> Written problem
Repeat each of the rows below word for word, changing nothing.

--- BEGIN ---

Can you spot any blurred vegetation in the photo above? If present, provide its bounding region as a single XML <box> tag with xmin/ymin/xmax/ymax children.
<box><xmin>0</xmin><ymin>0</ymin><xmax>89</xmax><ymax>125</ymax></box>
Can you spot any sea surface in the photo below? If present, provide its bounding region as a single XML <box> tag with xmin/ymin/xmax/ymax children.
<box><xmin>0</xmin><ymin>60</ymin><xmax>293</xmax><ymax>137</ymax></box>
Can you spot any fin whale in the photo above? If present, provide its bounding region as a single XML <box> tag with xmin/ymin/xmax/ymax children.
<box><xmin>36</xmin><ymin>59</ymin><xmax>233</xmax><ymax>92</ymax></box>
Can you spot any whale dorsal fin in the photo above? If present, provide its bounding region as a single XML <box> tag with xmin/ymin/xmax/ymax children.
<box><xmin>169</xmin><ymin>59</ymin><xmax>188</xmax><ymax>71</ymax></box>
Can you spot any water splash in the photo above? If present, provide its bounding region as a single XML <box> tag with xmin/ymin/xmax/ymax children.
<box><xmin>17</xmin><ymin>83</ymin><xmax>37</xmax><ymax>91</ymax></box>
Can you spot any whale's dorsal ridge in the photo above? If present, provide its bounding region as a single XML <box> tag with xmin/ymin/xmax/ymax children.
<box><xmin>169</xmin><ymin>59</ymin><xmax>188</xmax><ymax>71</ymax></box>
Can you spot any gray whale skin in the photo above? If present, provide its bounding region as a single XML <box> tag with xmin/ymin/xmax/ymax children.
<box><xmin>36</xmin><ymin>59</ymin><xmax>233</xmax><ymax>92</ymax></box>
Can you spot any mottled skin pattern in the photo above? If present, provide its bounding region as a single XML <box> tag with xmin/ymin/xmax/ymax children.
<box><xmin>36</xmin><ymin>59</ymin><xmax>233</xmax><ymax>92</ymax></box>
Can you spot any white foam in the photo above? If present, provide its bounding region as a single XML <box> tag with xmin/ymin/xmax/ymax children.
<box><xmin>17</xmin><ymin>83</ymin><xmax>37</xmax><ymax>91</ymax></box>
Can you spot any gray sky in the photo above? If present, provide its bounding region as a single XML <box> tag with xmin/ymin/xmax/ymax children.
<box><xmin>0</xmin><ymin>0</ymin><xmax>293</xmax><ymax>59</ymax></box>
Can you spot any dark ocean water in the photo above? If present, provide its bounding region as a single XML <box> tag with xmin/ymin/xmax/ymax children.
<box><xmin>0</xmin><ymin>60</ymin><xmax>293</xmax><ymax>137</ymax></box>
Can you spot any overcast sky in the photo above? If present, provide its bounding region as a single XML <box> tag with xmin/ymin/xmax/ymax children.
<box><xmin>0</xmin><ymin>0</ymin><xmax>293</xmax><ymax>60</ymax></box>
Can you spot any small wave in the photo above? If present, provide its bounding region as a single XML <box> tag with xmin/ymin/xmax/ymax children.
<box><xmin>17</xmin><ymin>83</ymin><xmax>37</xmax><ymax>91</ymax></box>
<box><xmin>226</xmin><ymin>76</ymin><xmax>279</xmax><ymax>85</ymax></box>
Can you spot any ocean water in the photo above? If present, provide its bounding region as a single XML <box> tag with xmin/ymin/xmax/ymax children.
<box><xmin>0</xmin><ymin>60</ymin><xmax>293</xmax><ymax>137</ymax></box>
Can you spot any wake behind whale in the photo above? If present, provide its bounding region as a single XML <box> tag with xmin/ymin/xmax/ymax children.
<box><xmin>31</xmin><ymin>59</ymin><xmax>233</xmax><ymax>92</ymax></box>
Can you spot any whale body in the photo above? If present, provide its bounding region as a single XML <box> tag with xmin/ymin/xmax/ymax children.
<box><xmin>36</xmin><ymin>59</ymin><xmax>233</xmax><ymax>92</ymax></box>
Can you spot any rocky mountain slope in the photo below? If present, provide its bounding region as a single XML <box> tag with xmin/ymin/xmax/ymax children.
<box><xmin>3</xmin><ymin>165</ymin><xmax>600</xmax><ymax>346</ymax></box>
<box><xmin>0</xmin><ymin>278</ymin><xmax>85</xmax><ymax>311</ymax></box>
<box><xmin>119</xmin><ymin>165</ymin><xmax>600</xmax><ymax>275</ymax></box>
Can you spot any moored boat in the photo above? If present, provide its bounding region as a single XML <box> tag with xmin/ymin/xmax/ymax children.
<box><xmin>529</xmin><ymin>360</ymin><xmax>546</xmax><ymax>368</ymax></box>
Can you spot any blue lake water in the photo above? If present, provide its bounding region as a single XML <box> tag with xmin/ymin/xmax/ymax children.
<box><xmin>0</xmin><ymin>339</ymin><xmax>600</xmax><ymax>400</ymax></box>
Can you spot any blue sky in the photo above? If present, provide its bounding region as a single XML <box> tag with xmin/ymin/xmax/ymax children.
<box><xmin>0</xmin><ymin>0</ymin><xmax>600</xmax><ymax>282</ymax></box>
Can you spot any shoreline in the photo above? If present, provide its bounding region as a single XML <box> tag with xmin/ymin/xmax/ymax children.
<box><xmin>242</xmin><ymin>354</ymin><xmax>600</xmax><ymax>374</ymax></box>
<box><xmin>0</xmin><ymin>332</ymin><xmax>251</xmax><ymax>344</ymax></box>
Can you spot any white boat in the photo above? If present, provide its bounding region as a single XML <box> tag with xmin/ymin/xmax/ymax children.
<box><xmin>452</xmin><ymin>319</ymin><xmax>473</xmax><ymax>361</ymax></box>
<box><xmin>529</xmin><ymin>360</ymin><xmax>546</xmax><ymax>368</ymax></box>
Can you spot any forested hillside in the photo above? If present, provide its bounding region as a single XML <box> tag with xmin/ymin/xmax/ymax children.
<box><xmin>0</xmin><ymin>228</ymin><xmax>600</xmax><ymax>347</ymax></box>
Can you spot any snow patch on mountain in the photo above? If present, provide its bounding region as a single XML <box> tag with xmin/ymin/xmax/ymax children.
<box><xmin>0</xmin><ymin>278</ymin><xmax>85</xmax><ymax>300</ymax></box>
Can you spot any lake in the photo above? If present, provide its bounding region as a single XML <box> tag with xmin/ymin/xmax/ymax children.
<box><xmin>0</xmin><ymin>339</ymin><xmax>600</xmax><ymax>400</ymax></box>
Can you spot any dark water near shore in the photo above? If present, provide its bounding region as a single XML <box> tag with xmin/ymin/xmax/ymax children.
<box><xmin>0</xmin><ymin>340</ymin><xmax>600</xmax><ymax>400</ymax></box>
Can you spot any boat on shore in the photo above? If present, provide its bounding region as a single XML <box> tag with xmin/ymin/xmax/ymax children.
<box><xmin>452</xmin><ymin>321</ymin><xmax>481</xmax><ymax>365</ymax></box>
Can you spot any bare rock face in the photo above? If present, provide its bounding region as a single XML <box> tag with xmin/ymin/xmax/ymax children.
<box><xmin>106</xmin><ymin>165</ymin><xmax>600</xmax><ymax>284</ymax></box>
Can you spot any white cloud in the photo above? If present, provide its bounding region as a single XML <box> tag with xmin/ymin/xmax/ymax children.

--- END ---

> Task result
Can you spot any blurred vegetation in the photo above? If present, provide its bounding region as a single XML <box> tag with xmin/ymin/xmax/ymax children.
<box><xmin>0</xmin><ymin>0</ymin><xmax>89</xmax><ymax>125</ymax></box>
Can you spot any sea surface in the photo below? If present, provide its bounding region as a single XML <box> tag with xmin/ymin/xmax/ymax children.
<box><xmin>0</xmin><ymin>60</ymin><xmax>293</xmax><ymax>137</ymax></box>
Can you spot any fin whale in the photo above? If present, provide its bounding region as a single XML <box> tag with xmin/ymin/xmax/ymax children.
<box><xmin>36</xmin><ymin>59</ymin><xmax>233</xmax><ymax>92</ymax></box>
Can you spot any whale dorsal fin in the photo above? If present, provide its bounding region as a single XML <box> tag with xmin/ymin/xmax/ymax children.
<box><xmin>169</xmin><ymin>59</ymin><xmax>188</xmax><ymax>71</ymax></box>
Can you spot any water splash in the photo above? If present, provide its bounding region as a single XML <box> tag with xmin/ymin/xmax/ymax children.
<box><xmin>17</xmin><ymin>83</ymin><xmax>37</xmax><ymax>91</ymax></box>
Can you spot any whale's dorsal ridge in the photo above? If present, provide its bounding region as a single XML <box> tag with xmin/ymin/xmax/ymax children.
<box><xmin>169</xmin><ymin>59</ymin><xmax>188</xmax><ymax>71</ymax></box>
Can you spot any gray whale skin in the photo above? If present, provide its bounding region as a single XML <box> tag with xmin/ymin/xmax/ymax children.
<box><xmin>36</xmin><ymin>59</ymin><xmax>233</xmax><ymax>92</ymax></box>
Can you spot any mottled skin pattern in the photo above? If present, provide its bounding region as a single XML <box> tag with xmin/ymin/xmax/ymax children.
<box><xmin>36</xmin><ymin>59</ymin><xmax>233</xmax><ymax>92</ymax></box>
Can you spot any white foam in the photo above? If present, provide its bounding region as a single XML <box> tag with xmin/ymin/xmax/ymax children.
<box><xmin>17</xmin><ymin>83</ymin><xmax>37</xmax><ymax>91</ymax></box>
Can you spot any gray sky in the photo above? If present, provide its bounding region as a single XML <box> tag with xmin/ymin/xmax/ymax children.
<box><xmin>0</xmin><ymin>0</ymin><xmax>293</xmax><ymax>59</ymax></box>
Can you spot any dark ocean water in the photo above? If present, provide its bounding region as a single XML <box> tag with xmin/ymin/xmax/ymax children.
<box><xmin>0</xmin><ymin>60</ymin><xmax>293</xmax><ymax>137</ymax></box>
Can you spot any overcast sky in the photo above? If present, provide its bounding region as a single XML <box> tag with xmin/ymin/xmax/ymax children.
<box><xmin>0</xmin><ymin>0</ymin><xmax>293</xmax><ymax>60</ymax></box>
Can you spot any small wave in the photo above? If present, provide its bounding region as a single XML <box> tag with xmin/ymin/xmax/ymax children.
<box><xmin>17</xmin><ymin>83</ymin><xmax>37</xmax><ymax>91</ymax></box>
<box><xmin>226</xmin><ymin>76</ymin><xmax>279</xmax><ymax>85</ymax></box>
Can you spot any ocean water in the photo above? If present, provide its bounding region as a single XML <box> tag with xmin/ymin/xmax/ymax children.
<box><xmin>0</xmin><ymin>60</ymin><xmax>293</xmax><ymax>137</ymax></box>
Can you spot any wake behind whale in the photo above? If present, provide its bounding region as a single XML <box> tag with xmin/ymin/xmax/ymax children.
<box><xmin>31</xmin><ymin>59</ymin><xmax>233</xmax><ymax>92</ymax></box>
Can you spot any whale body in the photo above? If present, provide its bounding region as a single XML <box> tag with xmin/ymin/xmax/ymax children.
<box><xmin>36</xmin><ymin>59</ymin><xmax>233</xmax><ymax>92</ymax></box>
Can you spot any rocky mountain slope in the photo below? If present, provide its bounding region as a single XML <box> tag with xmin/ymin/xmax/ymax children.
<box><xmin>3</xmin><ymin>165</ymin><xmax>600</xmax><ymax>346</ymax></box>
<box><xmin>0</xmin><ymin>278</ymin><xmax>85</xmax><ymax>311</ymax></box>
<box><xmin>119</xmin><ymin>165</ymin><xmax>600</xmax><ymax>275</ymax></box>
Can you spot any moored boat in the photo above? If present, provide its bounding region as a single XML <box> tag with xmin/ymin/xmax/ymax children.
<box><xmin>529</xmin><ymin>360</ymin><xmax>546</xmax><ymax>368</ymax></box>
Can you spot any blue lake water in the photo above? If present, provide its bounding region as a single XML <box> tag with xmin/ymin/xmax/ymax children.
<box><xmin>0</xmin><ymin>339</ymin><xmax>600</xmax><ymax>400</ymax></box>
Can you spot any blue sky in the photo above? If present, provide its bounding region as a single XML <box> tag with xmin/ymin/xmax/ymax children.
<box><xmin>0</xmin><ymin>0</ymin><xmax>600</xmax><ymax>282</ymax></box>
Can you spot any shoreline in the photo above? If present, provide its bounding region as a single XML <box> tag with xmin/ymin/xmax/ymax children.
<box><xmin>242</xmin><ymin>354</ymin><xmax>600</xmax><ymax>374</ymax></box>
<box><xmin>0</xmin><ymin>332</ymin><xmax>251</xmax><ymax>344</ymax></box>
Can you spot any white boat in the photo above? If present, provide its bounding region as a single XML <box> tag with xmin/ymin/xmax/ymax children.
<box><xmin>452</xmin><ymin>319</ymin><xmax>473</xmax><ymax>361</ymax></box>
<box><xmin>529</xmin><ymin>360</ymin><xmax>546</xmax><ymax>368</ymax></box>
Can you spot any forested hillside in the photo above? If present, provide its bounding region as a single XML <box> tag with xmin/ymin/xmax/ymax children.
<box><xmin>0</xmin><ymin>228</ymin><xmax>600</xmax><ymax>347</ymax></box>
Can you spot any snow patch on mountain in the photo above? If present, provide its bounding region as a single XML <box> tag with xmin/ymin/xmax/ymax children.
<box><xmin>0</xmin><ymin>278</ymin><xmax>85</xmax><ymax>300</ymax></box>
Can you spot any lake in the photo above? If present, provide its bounding region as a single XML <box> tag with xmin/ymin/xmax/ymax children.
<box><xmin>0</xmin><ymin>339</ymin><xmax>600</xmax><ymax>400</ymax></box>
Can you spot any dark water near shore in the photo above? If present, provide its bounding region as a single XML <box> tag with xmin/ymin/xmax/ymax children.
<box><xmin>0</xmin><ymin>340</ymin><xmax>600</xmax><ymax>400</ymax></box>
Can you spot any boat on shore in the photo above? If present, provide its bounding region as a single XML <box> tag with xmin/ymin/xmax/ymax children.
<box><xmin>452</xmin><ymin>321</ymin><xmax>481</xmax><ymax>365</ymax></box>
Can you spot any bare rock face in the photo above? If present, provide its bounding region as a single XML <box> tag with xmin/ymin/xmax/ymax children.
<box><xmin>106</xmin><ymin>165</ymin><xmax>600</xmax><ymax>284</ymax></box>
Can you spot any white cloud in the photo above? If present, provide its bounding region as a single XML <box> tag with xmin/ymin/xmax/ymax children.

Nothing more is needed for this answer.